Given request
Transcribe the lines of the data below verbatim, from the line containing "Examine the photograph above for the presence of any two-story" through the line containing "305;180;418;237", inclusive.

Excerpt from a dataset
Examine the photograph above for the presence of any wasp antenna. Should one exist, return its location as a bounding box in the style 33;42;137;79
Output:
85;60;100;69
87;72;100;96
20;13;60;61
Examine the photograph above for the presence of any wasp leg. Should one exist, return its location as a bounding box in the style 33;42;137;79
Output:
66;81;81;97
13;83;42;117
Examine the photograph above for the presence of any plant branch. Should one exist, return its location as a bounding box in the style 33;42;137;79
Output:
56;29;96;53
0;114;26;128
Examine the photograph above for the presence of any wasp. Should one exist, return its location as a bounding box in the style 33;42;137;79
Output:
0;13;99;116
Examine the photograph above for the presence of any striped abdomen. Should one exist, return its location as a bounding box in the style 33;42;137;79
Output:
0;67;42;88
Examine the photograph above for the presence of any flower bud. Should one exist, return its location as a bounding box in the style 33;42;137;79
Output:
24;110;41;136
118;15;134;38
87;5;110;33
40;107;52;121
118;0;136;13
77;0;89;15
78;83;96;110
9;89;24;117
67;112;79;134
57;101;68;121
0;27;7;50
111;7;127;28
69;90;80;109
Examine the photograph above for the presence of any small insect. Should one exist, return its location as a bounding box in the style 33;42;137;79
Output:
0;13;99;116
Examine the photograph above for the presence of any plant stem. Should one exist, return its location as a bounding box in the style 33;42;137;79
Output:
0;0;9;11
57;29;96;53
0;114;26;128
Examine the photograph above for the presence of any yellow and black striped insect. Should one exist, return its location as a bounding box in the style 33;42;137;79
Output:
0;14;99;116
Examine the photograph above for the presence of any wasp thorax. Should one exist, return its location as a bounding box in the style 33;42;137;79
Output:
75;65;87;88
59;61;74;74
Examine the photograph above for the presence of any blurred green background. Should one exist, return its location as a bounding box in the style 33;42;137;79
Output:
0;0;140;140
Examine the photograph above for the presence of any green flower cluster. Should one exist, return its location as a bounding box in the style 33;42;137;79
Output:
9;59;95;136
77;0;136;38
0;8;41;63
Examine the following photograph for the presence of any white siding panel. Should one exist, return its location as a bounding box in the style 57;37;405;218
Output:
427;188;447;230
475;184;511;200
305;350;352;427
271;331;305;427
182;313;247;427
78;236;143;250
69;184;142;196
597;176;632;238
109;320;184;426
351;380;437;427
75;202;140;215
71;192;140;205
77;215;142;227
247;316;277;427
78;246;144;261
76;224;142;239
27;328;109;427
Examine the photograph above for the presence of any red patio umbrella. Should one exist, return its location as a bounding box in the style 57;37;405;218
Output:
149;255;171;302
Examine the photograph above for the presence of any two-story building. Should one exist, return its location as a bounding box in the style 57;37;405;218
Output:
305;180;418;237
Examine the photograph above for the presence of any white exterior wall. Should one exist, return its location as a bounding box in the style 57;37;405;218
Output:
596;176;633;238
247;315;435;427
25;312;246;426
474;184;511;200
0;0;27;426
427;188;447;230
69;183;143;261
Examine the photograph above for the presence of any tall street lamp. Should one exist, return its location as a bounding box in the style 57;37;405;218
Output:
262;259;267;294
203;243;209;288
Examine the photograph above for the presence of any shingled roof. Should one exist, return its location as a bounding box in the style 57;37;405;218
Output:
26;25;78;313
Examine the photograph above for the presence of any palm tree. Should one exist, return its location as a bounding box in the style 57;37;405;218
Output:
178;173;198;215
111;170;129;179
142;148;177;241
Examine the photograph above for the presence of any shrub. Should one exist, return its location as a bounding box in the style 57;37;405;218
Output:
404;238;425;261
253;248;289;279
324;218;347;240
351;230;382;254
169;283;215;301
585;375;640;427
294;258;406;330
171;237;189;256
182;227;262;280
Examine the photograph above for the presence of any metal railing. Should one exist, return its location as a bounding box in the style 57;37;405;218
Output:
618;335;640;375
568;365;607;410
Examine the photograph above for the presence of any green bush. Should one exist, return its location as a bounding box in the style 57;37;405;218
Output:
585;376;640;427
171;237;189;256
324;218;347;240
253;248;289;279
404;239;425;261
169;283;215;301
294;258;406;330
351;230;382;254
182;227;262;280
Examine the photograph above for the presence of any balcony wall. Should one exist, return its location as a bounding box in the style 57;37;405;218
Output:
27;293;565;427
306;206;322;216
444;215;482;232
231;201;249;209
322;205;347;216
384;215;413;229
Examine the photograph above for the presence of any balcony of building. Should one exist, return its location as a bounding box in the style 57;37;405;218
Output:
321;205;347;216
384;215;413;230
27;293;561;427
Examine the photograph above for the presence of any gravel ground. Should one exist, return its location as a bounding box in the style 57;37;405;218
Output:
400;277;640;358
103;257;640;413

Solution
Examine the photograph above for the presence of any two-story building. Should one exist, return its location as a bounding box in the style 57;37;405;218
Output:
305;180;418;237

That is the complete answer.